What you need to do – The full listing should be set down again precisely.

Material supplied –
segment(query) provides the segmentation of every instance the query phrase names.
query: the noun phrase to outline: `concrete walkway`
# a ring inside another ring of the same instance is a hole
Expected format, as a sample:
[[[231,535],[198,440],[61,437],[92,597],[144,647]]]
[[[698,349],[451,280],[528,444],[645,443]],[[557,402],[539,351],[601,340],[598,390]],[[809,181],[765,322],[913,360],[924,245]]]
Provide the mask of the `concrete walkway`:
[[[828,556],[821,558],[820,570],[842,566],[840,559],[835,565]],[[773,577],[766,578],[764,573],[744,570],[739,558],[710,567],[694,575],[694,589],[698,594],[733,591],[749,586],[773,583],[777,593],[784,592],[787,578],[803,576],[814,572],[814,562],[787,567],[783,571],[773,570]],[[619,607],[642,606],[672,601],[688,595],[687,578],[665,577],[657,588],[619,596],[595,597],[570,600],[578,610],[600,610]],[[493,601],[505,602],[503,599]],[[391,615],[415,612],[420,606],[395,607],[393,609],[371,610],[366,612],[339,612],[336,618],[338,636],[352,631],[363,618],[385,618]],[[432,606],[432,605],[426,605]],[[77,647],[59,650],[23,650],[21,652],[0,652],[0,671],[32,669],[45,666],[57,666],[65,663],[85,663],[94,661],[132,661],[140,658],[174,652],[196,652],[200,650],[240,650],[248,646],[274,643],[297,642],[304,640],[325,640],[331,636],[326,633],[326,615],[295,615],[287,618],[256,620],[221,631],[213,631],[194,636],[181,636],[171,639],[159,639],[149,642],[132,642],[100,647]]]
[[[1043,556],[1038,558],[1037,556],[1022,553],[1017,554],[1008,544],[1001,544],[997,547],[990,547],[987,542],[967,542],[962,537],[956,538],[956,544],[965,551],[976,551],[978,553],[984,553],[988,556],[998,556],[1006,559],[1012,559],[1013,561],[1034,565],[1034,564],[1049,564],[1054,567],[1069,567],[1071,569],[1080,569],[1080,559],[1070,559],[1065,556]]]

Reply to the exercise –
segment(query) provides the segmentation of every instance the query phrase names.
query: the noun phrase to outline: `concrete walkway`
# a ring inside another ring of the same instance is a hole
Expected format, as a sample:
[[[231,535],[198,440],[61,437],[92,597],[144,647]]]
[[[698,349],[451,280],[528,444],[645,443]],[[557,402],[539,351],[601,340],[598,390]],[[809,181],[765,322],[913,360],[924,245]]]
Provide the mask of the `concrete walkway`:
[[[828,556],[821,558],[820,570],[842,566],[840,559],[835,565]],[[773,577],[766,578],[764,573],[744,570],[739,558],[710,567],[694,575],[694,589],[698,594],[733,591],[749,586],[773,583],[777,593],[784,592],[787,578],[803,576],[814,572],[814,562],[787,567],[783,571],[773,570]],[[619,607],[642,606],[672,601],[688,595],[687,578],[665,577],[657,588],[619,596],[595,597],[570,600],[578,610],[600,610]],[[493,601],[505,602],[503,599]],[[391,615],[415,612],[420,606],[395,607],[393,609],[371,610],[366,612],[339,612],[336,618],[338,636],[352,631],[363,618],[385,618]],[[432,606],[432,605],[426,605]],[[77,647],[59,650],[23,650],[21,652],[0,652],[0,671],[32,669],[45,666],[57,666],[65,663],[85,663],[94,661],[132,661],[140,658],[174,652],[196,652],[200,650],[240,650],[248,646],[274,643],[297,642],[304,640],[325,640],[331,636],[326,633],[326,615],[295,615],[287,618],[256,620],[221,631],[213,631],[194,636],[181,636],[171,639],[159,639],[149,642],[132,642],[100,647]]]
[[[1043,556],[1038,558],[1037,556],[1022,553],[1017,554],[1008,544],[1001,544],[997,547],[990,547],[987,542],[967,542],[962,537],[956,538],[956,544],[965,551],[976,551],[978,553],[984,553],[988,556],[998,556],[1006,559],[1012,559],[1013,561],[1034,565],[1034,564],[1049,564],[1054,567],[1069,567],[1071,569],[1080,569],[1080,559],[1070,559],[1065,556]]]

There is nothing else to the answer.